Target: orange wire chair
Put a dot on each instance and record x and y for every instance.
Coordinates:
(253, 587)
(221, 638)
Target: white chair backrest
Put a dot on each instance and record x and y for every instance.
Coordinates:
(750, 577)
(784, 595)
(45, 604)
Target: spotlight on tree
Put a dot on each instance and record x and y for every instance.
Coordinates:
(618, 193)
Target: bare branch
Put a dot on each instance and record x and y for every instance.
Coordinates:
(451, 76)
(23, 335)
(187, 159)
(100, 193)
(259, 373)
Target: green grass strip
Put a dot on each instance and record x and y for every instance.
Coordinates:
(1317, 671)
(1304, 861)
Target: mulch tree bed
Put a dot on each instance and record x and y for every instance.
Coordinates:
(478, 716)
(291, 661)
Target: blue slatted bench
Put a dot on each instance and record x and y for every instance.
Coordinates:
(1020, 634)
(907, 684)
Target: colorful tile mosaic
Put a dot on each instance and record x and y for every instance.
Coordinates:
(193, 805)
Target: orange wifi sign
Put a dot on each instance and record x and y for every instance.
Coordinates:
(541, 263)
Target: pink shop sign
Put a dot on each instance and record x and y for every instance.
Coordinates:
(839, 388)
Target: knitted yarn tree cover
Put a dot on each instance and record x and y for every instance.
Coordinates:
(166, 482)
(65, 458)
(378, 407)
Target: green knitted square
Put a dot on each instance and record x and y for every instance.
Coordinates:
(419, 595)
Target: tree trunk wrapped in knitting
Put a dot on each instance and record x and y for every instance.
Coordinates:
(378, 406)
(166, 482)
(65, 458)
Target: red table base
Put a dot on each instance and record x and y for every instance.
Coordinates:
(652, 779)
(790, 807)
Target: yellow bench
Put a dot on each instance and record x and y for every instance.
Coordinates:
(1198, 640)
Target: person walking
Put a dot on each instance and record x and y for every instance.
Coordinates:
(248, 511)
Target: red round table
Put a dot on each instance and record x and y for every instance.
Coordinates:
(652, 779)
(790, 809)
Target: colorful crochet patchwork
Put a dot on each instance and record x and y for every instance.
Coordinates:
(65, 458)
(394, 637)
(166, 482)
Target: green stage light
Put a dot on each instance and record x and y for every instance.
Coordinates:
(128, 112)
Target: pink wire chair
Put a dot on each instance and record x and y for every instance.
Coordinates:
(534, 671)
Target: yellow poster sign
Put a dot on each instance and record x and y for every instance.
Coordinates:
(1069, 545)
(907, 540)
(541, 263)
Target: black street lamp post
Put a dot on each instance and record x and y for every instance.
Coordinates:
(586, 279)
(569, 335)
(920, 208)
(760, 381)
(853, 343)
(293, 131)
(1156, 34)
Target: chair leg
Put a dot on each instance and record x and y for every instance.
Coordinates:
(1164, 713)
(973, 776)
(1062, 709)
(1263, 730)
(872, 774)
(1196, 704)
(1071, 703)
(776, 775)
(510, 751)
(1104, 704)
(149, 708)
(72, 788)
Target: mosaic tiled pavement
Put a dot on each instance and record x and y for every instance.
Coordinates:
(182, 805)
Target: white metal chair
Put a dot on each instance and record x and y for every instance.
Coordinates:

__________________________________________________

- **Goal**: Output, unchanged, the lines from the line with "Target: red round table" through the final line of the material.

- **Answer for this exercise**:
Target: red round table
Put a dot on each instance and record x and y for every instance.
Coordinates:
(652, 779)
(790, 809)
Target: colorful crochet patchwork
Put a dot on each instance and record x and y for every instance.
Coordinates:
(65, 458)
(394, 637)
(166, 482)
Target: green stage light
Put a dot on each instance and record x and y for every instance.
Coordinates:
(128, 112)
Target: pink wire chair
Put a dot on each instance and record x and y for every instance.
Coordinates:
(534, 671)
Target: yellow poster sign
Put a dot on each instance and record x and y for every instance.
Coordinates:
(1069, 545)
(907, 540)
(541, 263)
Target: black street lamp post
Put a dot on each instance and record x and y for every instance.
Coordinates:
(586, 279)
(569, 335)
(920, 208)
(760, 381)
(853, 343)
(293, 131)
(1156, 34)
Target: chair leg
Put a dot on each instance and record x and y for every instance.
Coordinates:
(1164, 713)
(973, 776)
(1062, 709)
(1263, 730)
(872, 774)
(1196, 704)
(1071, 703)
(776, 775)
(510, 751)
(1104, 704)
(149, 708)
(72, 788)
Target: mosaic tiled pavement
Put a dot on each instance and record x and y for every instance.
Coordinates:
(182, 805)
Target: white metal chair
Put a dot on each instance and record x and y for every instance.
Coordinates:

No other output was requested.